'''

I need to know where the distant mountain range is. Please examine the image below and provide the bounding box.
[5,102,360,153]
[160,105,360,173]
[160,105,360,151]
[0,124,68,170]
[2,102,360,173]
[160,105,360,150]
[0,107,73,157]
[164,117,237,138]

'''

Exercise:
The listing above has to be written out again in full, exactly as shown.

Reply:
I need to know where the distant mountain range is. Please examine the image below and provide the bounding box.
[5,102,360,153]
[160,105,360,173]
[160,105,360,151]
[0,124,68,170]
[2,102,360,173]
[160,105,360,150]
[0,107,73,157]
[164,117,237,138]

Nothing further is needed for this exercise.